課題 1> 文字列「help」を含む行をすべて選び出し、一字一句変えずに書き写すこと。

抜粋>
--

ある日、敬愛する北原照久兄より電話があった。

 

「ガンちゃん、こないだ作詞家の売野雅勇さんに会ってさ。

 

妙に気が合っちゃって、その日から「ウリ坊」って呼んでんだけど(笑)。

 

今度ウチに遊びに来るからさ、ガンちゃんも来ない?」

 

えー、あの売野雅勇さん!?作詞家の大先生を、

 

会ったその日に「ウリ坊」って呼んじゃう兄貴もスゴイんだけどさ(苦笑)。

 

 

 

売野さんといえば、パッと思い浮かぶだけで、

 

中森明菜の「少女A」、チェッカーズの「涙のリクエスト」

 

をはじめとする一連の作品、

 

郷ひろみの「2億4千万の瞳」、ラッツ&スターの「め組の人」などなど。

 

 

 

そして僕にとっての売野作品といえば、

 

なんといっても稲垣潤一さんの「夏のクラクション」だ。

 

この曲が発売されたのは1983年の7月21日だから、

 

僕はまだ19歳。あとちょうど2ヶ月でハタチの夏。

 

大学をやめて、一時期山形の実家に帰って悶々としていた時期である。

 

そんなある日、ラジオから流れてきたこの曲は衝撃的だった。

 

 

 

「海沿いのカーブ」「白いクーペ」

 

どちらも大学をやめて全く金もなく、

 

山形の実家で数ヶ月、フラフラとしていた僕には全く縁のない世界だったが、

 

稲垣潤一さんの透き通った声で歌われると、

 

目の前に一度だけ遊びに行った湘南の景色が広がった。

 

そう、昨年の夏、僕は当時の彼女と、

 

数年前に亡くなってしまった親友のケンイチと、

 

その彼女ジュンコと4人で、湘南に出かけたのだった。

 

 

 

鎌倉で降りて鶴岡八幡宮に行き、

 

大仏を見て、江ノ電に乗って海にも行ったのだった。

--

データ内容>
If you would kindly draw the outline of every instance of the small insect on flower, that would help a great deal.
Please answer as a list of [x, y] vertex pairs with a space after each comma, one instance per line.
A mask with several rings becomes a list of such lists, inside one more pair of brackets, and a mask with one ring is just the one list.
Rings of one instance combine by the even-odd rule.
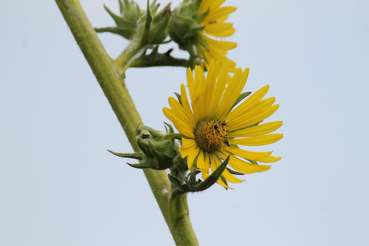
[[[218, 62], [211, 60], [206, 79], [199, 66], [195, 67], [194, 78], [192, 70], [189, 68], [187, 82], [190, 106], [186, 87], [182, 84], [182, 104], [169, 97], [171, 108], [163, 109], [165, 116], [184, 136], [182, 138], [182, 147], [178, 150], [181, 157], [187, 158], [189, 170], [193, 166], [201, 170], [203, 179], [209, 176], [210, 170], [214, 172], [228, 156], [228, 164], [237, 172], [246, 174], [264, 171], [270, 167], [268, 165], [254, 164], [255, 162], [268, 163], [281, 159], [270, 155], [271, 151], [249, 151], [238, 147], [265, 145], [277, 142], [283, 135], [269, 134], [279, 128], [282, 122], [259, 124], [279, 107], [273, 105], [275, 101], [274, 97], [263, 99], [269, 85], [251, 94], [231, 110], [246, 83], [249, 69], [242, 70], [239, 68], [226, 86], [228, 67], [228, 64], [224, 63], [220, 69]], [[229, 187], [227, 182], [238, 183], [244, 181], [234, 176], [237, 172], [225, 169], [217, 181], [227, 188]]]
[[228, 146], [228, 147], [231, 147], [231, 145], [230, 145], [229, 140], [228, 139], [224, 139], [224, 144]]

--

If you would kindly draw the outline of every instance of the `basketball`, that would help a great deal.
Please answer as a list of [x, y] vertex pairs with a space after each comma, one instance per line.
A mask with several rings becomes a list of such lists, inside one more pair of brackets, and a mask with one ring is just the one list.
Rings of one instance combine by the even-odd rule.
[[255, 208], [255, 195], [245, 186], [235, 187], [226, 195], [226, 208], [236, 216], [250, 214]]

--

課題 2> 上に掲げた売野雅勇作品をめぐる文章を、最初から最後まで改変せずに再掲すること。

正解 1>
If you would kindly draw the outline of every instance of the small insect on flower, that would help a great deal.
If you would kindly draw the outline of every instance of the `basketball`, that would help a great deal.

正解 2>
ある日、敬愛する北原照久兄より電話があった。

 

「ガンちゃん、こないだ作詞家の売野雅勇さんに会ってさ。

 

妙に気が合っちゃって、その日から「ウリ坊」って呼んでんだけど(笑)。

 

今度ウチに遊びに来るからさ、ガンちゃんも来ない?」

 

えー、あの売野雅勇さん!?作詞家の大先生を、

 

会ったその日に「ウリ坊」って呼んじゃう兄貴もスゴイんだけどさ(苦笑)。

 

 

 

売野さんといえば、パッと思い浮かぶだけで、

 

中森明菜の「少女A」、チェッカーズの「涙のリクエスト」

 

をはじめとする一連の作品、

 

郷ひろみの「2億4千万の瞳」、ラッツ&スターの「め組の人」などなど。

 

 

 

そして僕にとっての売野作品といえば、

 

なんといっても稲垣潤一さんの「夏のクラクション」だ。

 

この曲が発売されたのは1983年の7月21日だから、

 

僕はまだ19歳。あとちょうど2ヶ月でハタチの夏。

 

大学をやめて、一時期山形の実家に帰って悶々としていた時期である。

 

そんなある日、ラジオから流れてきたこの曲は衝撃的だった。

 

 

 

「海沿いのカーブ」「白いクーペ」

 

どちらも大学をやめて全く金もなく、

 

山形の実家で数ヶ月、フラフラとしていた僕には全く縁のない世界だったが、

 

稲垣潤一さんの透き通った声で歌われると、

 

目の前に一度だけ遊びに行った湘南の景色が広がった。

 

そう、昨年の夏、僕は当時の彼女と、

 

数年前に亡くなってしまった親友のケンイチと、

 

その彼女ジュンコと4人で、湘南に出かけたのだった。

 

 

 

鎌倉で降りて鶴岡八幡宮に行き、

 

大仏を見て、江ノ電に乗って海にも行ったのだった。